*** 所附文本
Linux網絡編程：自己動手寫高性能HTTP服務器框架（一）

在開始編寫高性能HTTP服務器之前，先來構建一個支持TCP的高性能網絡編程框架，再增加HTTP特性的支持就比較容易了。

github：https://github.com/froghui/yolanda

需求提出

首先，TCP 高性能網絡框架需要滿足的需求有以下三點：

第一，採用 reactor 模型，可以靈活使用 poll/epoll 作爲事件分發實現。

第二，必須支持多線程，從而可以支持單線程單 reactor 模式，也可以支持多線程主 - 從 reactor 模式。可以將套接字上的 I/O 事件分離到多個線程上。

第三，封裝讀寫操作到 Buffer 對象中。

按照這三個需求，正好可以把整體設計思路分成三塊來講解，分別包括反應堆模式設計、I/O 模型和多線程模型設計、數據讀寫封裝和 buffer。

反應堆模式設計思路

主要是設計一個基於事件分發和回調的反應堆框架。這個框架裏面的主要對象包括：

event_loop

你可以把 event_loop 這個對象理解成和一個線程綁定的無限事件循環，你會在各種語言裏看到 event_loop 這個抽象。這是什麼意思呢？簡單來說，它就是一個無限循環着的事件分發器，一旦有事件發生，它就會回調預先定義好的回調函數，完成事件的處理。
******
*** 存儲數據
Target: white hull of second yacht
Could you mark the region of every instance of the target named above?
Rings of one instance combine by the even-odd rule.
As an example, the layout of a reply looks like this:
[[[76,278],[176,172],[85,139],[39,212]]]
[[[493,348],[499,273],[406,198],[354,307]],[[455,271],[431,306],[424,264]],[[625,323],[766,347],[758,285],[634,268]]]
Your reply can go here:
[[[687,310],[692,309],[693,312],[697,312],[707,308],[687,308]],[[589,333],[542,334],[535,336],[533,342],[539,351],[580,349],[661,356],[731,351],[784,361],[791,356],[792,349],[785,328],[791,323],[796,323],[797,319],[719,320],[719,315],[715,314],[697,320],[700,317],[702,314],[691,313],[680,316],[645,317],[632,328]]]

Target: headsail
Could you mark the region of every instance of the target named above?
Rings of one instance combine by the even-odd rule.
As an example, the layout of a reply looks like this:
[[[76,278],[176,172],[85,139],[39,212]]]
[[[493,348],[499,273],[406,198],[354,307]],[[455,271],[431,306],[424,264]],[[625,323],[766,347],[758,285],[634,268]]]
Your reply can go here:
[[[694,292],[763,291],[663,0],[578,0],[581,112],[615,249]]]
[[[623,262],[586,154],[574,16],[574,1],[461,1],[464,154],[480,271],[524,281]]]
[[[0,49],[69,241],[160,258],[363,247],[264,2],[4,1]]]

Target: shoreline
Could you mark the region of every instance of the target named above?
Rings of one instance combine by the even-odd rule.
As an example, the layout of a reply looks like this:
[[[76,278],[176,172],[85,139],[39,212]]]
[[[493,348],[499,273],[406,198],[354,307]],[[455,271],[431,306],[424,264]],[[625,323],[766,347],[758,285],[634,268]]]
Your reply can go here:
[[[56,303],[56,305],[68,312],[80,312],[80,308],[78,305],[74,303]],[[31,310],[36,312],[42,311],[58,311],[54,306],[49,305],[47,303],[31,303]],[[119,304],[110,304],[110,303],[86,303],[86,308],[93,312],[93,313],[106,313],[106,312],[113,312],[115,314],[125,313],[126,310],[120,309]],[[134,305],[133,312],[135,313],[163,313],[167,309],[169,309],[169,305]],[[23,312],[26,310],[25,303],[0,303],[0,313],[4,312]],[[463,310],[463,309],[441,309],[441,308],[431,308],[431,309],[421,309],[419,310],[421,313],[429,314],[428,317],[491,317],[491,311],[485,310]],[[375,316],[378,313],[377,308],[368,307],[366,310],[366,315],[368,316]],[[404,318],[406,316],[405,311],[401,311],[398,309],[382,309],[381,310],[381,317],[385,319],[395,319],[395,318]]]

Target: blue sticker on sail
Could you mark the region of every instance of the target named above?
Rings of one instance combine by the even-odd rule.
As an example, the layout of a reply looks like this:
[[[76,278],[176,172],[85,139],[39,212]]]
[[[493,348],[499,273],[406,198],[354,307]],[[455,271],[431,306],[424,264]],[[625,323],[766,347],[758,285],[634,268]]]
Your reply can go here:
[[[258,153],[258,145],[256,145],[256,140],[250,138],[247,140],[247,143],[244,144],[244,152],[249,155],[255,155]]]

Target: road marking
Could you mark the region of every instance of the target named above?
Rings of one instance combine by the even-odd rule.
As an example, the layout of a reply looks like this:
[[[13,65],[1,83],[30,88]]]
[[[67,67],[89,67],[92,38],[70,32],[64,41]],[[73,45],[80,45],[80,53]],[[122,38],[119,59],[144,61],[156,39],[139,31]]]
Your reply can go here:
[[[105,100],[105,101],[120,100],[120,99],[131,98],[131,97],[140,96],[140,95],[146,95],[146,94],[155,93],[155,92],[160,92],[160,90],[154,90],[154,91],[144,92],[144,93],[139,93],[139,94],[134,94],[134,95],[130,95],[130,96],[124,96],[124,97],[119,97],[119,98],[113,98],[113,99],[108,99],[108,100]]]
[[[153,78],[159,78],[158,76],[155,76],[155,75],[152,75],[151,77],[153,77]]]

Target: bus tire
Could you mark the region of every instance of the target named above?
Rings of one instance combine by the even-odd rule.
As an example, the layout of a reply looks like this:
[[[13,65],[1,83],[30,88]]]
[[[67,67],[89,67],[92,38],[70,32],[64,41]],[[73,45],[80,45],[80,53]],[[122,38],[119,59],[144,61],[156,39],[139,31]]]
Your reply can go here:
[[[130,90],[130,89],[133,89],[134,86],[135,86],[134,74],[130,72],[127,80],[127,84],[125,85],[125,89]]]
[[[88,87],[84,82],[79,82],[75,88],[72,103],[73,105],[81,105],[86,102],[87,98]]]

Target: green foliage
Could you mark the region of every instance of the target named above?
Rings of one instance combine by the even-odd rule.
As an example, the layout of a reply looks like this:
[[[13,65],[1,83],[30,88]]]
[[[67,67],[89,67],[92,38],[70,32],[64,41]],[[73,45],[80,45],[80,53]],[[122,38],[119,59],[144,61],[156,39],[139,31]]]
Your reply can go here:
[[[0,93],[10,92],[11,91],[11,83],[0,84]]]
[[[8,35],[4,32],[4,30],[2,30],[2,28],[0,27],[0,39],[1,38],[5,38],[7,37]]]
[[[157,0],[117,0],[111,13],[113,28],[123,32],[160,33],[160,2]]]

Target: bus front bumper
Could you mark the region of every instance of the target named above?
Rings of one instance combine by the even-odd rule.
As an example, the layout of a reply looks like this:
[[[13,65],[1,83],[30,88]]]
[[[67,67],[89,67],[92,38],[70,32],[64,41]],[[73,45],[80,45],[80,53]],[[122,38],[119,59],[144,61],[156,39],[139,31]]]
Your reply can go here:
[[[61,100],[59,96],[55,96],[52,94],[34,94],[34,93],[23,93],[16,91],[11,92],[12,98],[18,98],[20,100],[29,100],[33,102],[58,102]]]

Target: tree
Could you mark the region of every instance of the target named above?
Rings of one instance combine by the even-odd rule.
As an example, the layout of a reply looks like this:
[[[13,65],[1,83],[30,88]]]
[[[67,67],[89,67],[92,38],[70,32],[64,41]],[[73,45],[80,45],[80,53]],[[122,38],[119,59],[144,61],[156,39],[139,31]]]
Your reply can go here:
******
練習說明
請用一到三句話解釋所附文本為什麼把整體設計思路分成三塊來講解。 請只依據所附文本作答。

練習輸出
因為 TCP 高性能網絡框架需要滿足三個需求，按照這三個需求正好可以把設計思路分成三塊。這三塊分別是反應堆模式設計、I/O 模型和多線程模型設計，以及數據讀寫封裝和 buffer。